== Exercise prompt ==
From the data below, extract each line that contains the string "target" and list those lines unchanged in their original order.

** BEGIN **

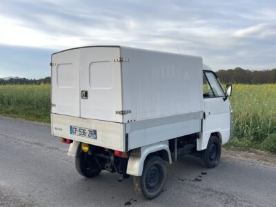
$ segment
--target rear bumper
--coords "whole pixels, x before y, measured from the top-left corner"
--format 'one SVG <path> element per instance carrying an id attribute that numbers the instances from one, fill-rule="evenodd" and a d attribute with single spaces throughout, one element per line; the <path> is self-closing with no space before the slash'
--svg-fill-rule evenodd
<path id="1" fill-rule="evenodd" d="M 70 126 L 97 130 L 97 139 L 87 138 L 70 133 Z M 88 119 L 57 114 L 51 114 L 52 135 L 103 148 L 126 150 L 125 127 L 122 123 Z"/>

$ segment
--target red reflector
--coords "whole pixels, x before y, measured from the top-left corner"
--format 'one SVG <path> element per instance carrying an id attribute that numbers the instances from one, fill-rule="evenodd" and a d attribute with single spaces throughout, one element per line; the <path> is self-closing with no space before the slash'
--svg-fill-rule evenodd
<path id="1" fill-rule="evenodd" d="M 119 150 L 115 150 L 114 151 L 114 154 L 116 156 L 121 157 L 123 157 L 123 158 L 128 158 L 128 153 L 126 153 L 126 152 L 121 152 L 121 151 L 119 151 Z"/>

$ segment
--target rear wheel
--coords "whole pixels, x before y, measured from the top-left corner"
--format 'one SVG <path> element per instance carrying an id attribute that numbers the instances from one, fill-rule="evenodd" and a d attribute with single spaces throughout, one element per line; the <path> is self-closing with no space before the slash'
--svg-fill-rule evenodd
<path id="1" fill-rule="evenodd" d="M 133 177 L 134 188 L 142 198 L 152 199 L 161 193 L 167 172 L 163 159 L 152 156 L 144 164 L 141 176 Z"/>
<path id="2" fill-rule="evenodd" d="M 95 177 L 101 171 L 94 157 L 81 150 L 79 155 L 76 157 L 75 164 L 77 171 L 86 177 Z"/>
<path id="3" fill-rule="evenodd" d="M 211 135 L 208 142 L 207 148 L 200 154 L 204 166 L 208 168 L 215 168 L 219 161 L 221 146 L 219 138 Z"/>

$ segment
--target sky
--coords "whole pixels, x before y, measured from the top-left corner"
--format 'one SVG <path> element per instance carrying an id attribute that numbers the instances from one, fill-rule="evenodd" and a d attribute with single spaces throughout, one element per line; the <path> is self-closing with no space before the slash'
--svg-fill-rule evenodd
<path id="1" fill-rule="evenodd" d="M 276 1 L 1 0 L 0 77 L 50 75 L 52 53 L 121 45 L 201 56 L 216 71 L 276 68 Z"/>

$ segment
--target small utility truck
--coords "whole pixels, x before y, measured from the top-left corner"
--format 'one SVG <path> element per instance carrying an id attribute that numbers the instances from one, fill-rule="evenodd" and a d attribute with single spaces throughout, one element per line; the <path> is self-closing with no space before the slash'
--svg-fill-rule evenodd
<path id="1" fill-rule="evenodd" d="M 194 155 L 215 167 L 232 136 L 232 109 L 200 57 L 90 46 L 52 55 L 52 134 L 70 144 L 77 170 L 133 177 L 135 191 L 158 196 L 165 161 Z"/>

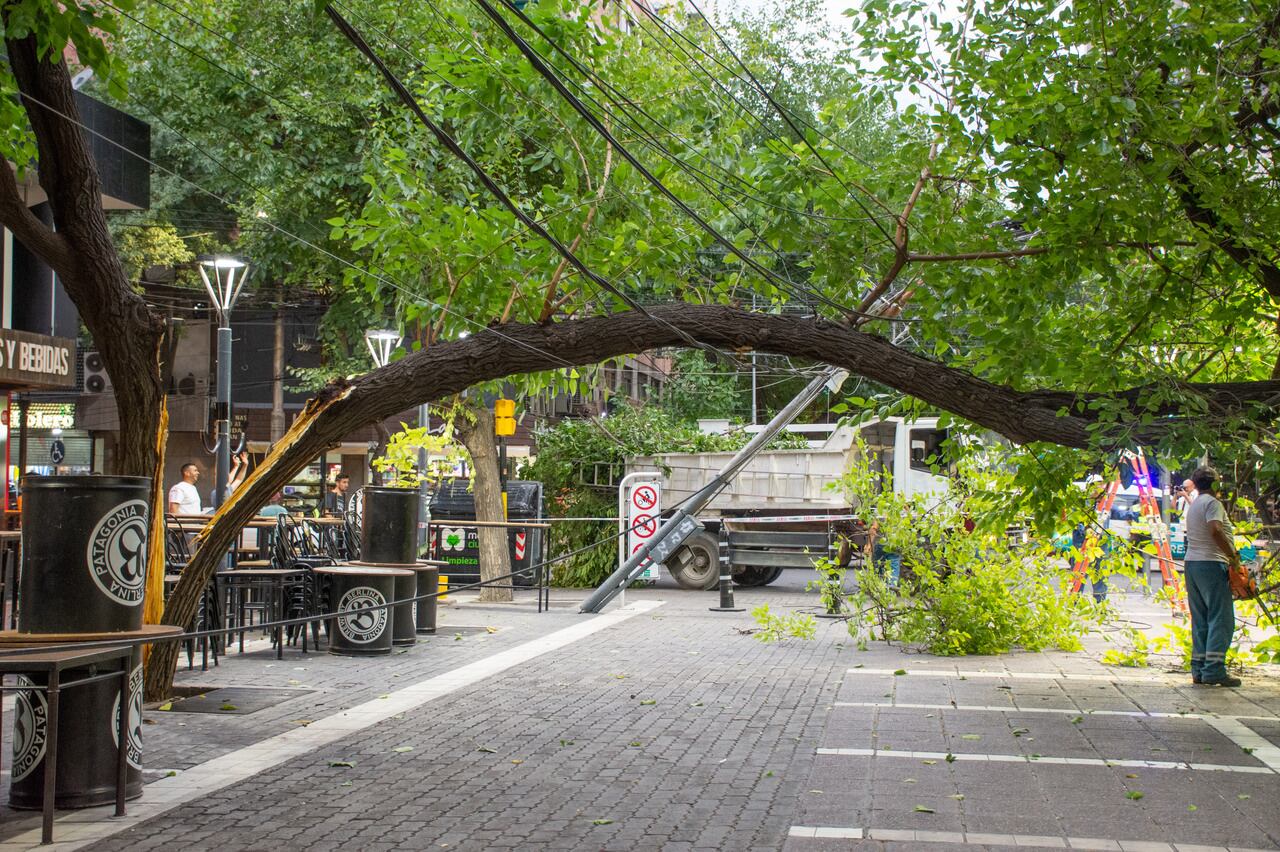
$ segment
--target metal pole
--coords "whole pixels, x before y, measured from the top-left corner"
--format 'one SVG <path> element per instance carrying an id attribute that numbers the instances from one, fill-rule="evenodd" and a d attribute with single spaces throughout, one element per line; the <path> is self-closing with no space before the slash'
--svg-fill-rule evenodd
<path id="1" fill-rule="evenodd" d="M 431 408 L 426 404 L 417 407 L 417 425 L 422 429 L 431 429 Z M 424 476 L 426 475 L 426 468 L 431 463 L 428 458 L 426 448 L 420 446 L 417 450 L 417 469 Z M 419 554 L 426 550 L 426 528 L 431 523 L 431 505 L 430 495 L 428 493 L 426 478 L 424 478 L 417 486 L 417 551 Z"/>
<path id="2" fill-rule="evenodd" d="M 658 532 L 649 540 L 649 544 L 636 550 L 631 554 L 631 558 L 626 563 L 609 574 L 609 578 L 600 583 L 594 592 L 591 592 L 586 600 L 582 601 L 579 608 L 584 613 L 598 613 L 604 609 L 604 605 L 613 600 L 622 590 L 625 590 L 632 580 L 640 573 L 640 567 L 644 564 L 645 559 L 649 559 L 653 554 L 653 560 L 664 563 L 672 555 L 675 555 L 676 549 L 692 535 L 695 531 L 701 528 L 701 525 L 694 517 L 703 508 L 710 503 L 717 494 L 719 494 L 737 472 L 751 461 L 763 446 L 765 446 L 773 438 L 781 432 L 787 423 L 796 418 L 796 416 L 804 411 L 805 406 L 813 402 L 822 389 L 827 386 L 828 383 L 836 384 L 844 381 L 844 375 L 847 375 L 844 370 L 836 367 L 827 367 L 823 370 L 813 381 L 810 381 L 804 390 L 801 390 L 795 399 L 788 402 L 782 411 L 773 416 L 773 420 L 759 431 L 746 446 L 737 452 L 728 464 L 721 468 L 721 472 L 716 475 L 710 482 L 696 491 L 681 508 L 660 526 Z M 838 384 L 836 385 L 838 386 Z"/>
<path id="3" fill-rule="evenodd" d="M 232 473 L 232 330 L 225 325 L 228 312 L 218 327 L 218 466 L 214 472 L 214 508 L 227 500 L 227 480 Z"/>
<path id="4" fill-rule="evenodd" d="M 759 412 L 759 408 L 756 407 L 756 402 L 755 402 L 755 394 L 759 393 L 756 390 L 755 381 L 756 381 L 756 379 L 755 379 L 755 353 L 753 352 L 751 353 L 751 425 L 753 426 L 755 426 L 758 422 L 760 422 L 760 412 Z"/>

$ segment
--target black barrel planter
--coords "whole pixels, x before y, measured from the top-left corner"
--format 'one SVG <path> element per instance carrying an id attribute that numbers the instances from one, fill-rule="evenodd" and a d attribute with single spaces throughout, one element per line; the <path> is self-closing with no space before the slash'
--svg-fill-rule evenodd
<path id="1" fill-rule="evenodd" d="M 426 559 L 419 559 L 413 565 L 417 574 L 417 596 L 436 595 L 440 591 L 440 565 Z M 435 633 L 435 614 L 438 611 L 436 597 L 425 597 L 417 601 L 417 632 L 424 636 Z"/>
<path id="2" fill-rule="evenodd" d="M 329 577 L 329 652 L 338 656 L 381 656 L 392 652 L 396 580 L 413 577 L 407 568 L 319 565 Z"/>
<path id="3" fill-rule="evenodd" d="M 125 797 L 142 796 L 142 651 L 133 649 L 129 674 L 129 745 Z M 87 670 L 68 673 L 70 679 Z M 19 683 L 45 686 L 19 677 Z M 58 788 L 54 807 L 96 807 L 115 801 L 115 751 L 120 718 L 115 679 L 67 690 L 58 707 Z M 44 690 L 14 692 L 13 759 L 9 805 L 40 810 L 45 802 L 45 745 L 49 701 Z"/>
<path id="4" fill-rule="evenodd" d="M 110 633 L 142 627 L 150 491 L 145 476 L 45 476 L 23 482 L 18 632 Z"/>
<path id="5" fill-rule="evenodd" d="M 411 565 L 417 559 L 417 489 L 369 485 L 364 489 L 360 559 Z"/>

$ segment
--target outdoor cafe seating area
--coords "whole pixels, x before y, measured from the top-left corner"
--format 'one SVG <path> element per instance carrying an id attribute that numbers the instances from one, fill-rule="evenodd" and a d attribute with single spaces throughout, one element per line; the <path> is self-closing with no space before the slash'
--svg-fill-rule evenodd
<path id="1" fill-rule="evenodd" d="M 209 522 L 207 516 L 166 516 L 165 596 L 173 591 L 191 560 L 196 535 Z M 319 649 L 324 637 L 324 617 L 332 611 L 325 577 L 316 568 L 335 565 L 360 556 L 360 521 L 349 518 L 300 518 L 289 514 L 256 517 L 241 530 L 225 565 L 219 568 L 201 597 L 195 632 L 219 631 L 214 636 L 189 640 L 187 664 L 200 665 L 225 654 L 232 645 L 244 650 L 246 633 L 261 632 L 257 626 L 276 620 L 315 617 L 305 626 L 268 631 L 276 656 L 285 645 L 303 652 Z"/>

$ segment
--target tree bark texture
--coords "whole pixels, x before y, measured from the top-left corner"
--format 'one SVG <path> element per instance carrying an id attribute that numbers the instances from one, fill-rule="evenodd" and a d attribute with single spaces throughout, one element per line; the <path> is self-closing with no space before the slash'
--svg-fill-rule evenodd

** END **

== Exercise response ==
--target rear bumper
--target red reflector
--target rear wheel
--target sky
--target small utility truck
--target metal pole
--target black barrel planter
--target outdoor cafe seating area
--target tree bark texture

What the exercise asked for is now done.